- Tasks to complete -
**a)** According to the status pages text, how many status pages does the free plan allow an org?
**b)** Resume the text on per-org status pages after its final sentence.

- Quoted text -

Per-org status pages
Each org owns one or more public status pages. A page lives at {slug}.{base_domain} in SaaS mode (acme.example.com, status.acme.example.com, …, apex-wildcard shape) and renders only the monitors that org has curated onto it, with that page’s branding, incidents, and maintenance. A new org starts with one default page (slug = the org slug) created at signup; the owner can rename it, add more pages, or take any page offline.
The number of pages an org can run is plan-capped (max_status_pages); the free plan gets one. Multiple pages let an org split surfaces — e.g. a public page and a separate internal-stakeholder page — each showing a different subset of monitors under a different URL.
This chapter is the per-org / per-page model. For the component, incident, and maintenance workflow (identical on every page) see Public status page. For the wildcard cert and reverse-proxy setup see Deployment and the full runbook in deployment/README.md.
When it applies
| Shape | Config | Public surface |
|---|---|---|
| Single-tenant | tenancy.path_based_public_routes = true (default) | the lone org’s default page, served path-based at /status on the operator host |
| Multi-tenant SaaS | tenancy.subdomain_public_routes = true, tenancy.path_based_public_routes = false | every enabled page at {slug}.{base_domain} |
Single-tenant deploys never pay the subdomain path: there is one live org, so its default page is mounted on the operator host at /status.
Path-based and subdomain public routes are mutually exclusive — serving /status on the operator host alongside subdomains would publish one page’s data at every tenant’s expected URL. Pick one.

Labeled contour entries:
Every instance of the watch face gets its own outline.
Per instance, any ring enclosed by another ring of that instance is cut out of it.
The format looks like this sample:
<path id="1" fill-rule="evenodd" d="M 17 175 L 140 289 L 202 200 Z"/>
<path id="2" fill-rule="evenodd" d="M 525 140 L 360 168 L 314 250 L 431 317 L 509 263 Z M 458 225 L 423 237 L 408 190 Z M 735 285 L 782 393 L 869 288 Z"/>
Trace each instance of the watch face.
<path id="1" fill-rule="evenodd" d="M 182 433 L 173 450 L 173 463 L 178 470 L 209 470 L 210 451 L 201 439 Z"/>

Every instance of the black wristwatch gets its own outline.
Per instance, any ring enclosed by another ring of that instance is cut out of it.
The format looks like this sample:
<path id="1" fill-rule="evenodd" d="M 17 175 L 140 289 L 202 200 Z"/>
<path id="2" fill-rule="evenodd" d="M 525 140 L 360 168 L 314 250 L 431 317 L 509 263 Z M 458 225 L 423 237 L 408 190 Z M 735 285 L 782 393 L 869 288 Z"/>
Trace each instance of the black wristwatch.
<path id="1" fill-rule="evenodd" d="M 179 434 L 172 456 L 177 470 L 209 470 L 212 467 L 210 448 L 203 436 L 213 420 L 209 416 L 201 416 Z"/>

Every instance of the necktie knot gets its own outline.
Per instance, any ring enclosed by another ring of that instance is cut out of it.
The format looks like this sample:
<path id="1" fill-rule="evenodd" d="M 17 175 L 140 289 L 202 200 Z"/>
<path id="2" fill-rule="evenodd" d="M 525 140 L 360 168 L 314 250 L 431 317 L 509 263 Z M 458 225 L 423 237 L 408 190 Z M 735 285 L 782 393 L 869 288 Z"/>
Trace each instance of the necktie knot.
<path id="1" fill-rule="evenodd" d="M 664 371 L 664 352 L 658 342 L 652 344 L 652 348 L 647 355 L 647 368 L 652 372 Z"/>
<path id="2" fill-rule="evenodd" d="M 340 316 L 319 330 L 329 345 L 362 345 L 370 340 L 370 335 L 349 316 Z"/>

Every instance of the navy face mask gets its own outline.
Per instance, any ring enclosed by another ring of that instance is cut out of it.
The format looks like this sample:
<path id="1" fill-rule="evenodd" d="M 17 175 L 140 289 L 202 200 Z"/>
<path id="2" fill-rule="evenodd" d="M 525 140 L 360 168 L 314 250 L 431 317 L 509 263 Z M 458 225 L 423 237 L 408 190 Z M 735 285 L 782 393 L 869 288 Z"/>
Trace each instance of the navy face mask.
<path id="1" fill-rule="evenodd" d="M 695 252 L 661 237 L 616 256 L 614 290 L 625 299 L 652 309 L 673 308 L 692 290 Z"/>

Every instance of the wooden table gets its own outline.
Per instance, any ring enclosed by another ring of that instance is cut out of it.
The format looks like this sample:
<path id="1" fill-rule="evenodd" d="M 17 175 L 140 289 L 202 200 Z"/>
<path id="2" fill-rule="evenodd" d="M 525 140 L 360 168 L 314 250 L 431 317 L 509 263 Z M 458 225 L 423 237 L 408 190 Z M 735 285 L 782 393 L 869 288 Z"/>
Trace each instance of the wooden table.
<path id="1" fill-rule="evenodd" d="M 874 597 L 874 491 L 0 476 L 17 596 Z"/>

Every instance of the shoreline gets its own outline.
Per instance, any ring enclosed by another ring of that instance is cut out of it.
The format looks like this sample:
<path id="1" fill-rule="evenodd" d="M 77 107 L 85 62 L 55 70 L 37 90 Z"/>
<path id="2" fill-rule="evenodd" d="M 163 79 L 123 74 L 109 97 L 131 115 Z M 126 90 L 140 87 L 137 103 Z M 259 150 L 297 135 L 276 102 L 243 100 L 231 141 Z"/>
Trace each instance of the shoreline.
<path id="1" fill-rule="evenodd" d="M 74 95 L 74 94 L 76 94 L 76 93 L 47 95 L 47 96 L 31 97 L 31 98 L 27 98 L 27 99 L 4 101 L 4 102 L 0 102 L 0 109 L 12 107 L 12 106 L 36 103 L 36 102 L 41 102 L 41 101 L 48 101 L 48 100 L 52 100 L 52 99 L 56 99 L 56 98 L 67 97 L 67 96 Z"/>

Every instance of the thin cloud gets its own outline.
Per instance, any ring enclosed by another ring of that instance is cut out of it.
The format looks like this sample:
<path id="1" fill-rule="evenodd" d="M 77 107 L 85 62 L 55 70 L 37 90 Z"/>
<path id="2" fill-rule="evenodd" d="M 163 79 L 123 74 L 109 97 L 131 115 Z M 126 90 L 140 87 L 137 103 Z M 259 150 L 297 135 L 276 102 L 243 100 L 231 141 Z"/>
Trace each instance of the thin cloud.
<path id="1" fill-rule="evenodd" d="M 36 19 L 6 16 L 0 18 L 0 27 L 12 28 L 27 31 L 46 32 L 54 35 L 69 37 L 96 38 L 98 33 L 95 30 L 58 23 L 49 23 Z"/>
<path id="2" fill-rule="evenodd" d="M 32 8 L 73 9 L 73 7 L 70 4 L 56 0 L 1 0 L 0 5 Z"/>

- Written responses -
**a)** One.

**b)**
Host routing
A page is resolved from the request Host header, not the path. The slug names a page, not an org; the lookup admits only enabled pages whose org is not soft-deleted.
| Host | Result |
|---|---|
acme.example.com, page enabled | that page |
acme.example.com, page disabled (draft) or org soft-deleted | 404 |
nope.example.com, no such page slug | 404 |
a.b.example.com (extra label) | 404 |
example.com (no slug label, bare base) | 404 |
missing Host header | 404 |
A page slug is globally unique (it routes a subdomain), so two orgs can never claim the same slug. base_domain must be a multi-label domain (it needs at least one dot); the boot assertion refuses an empty or single-label value, because a loose base would let the slug extractor match arbitrary Host headers.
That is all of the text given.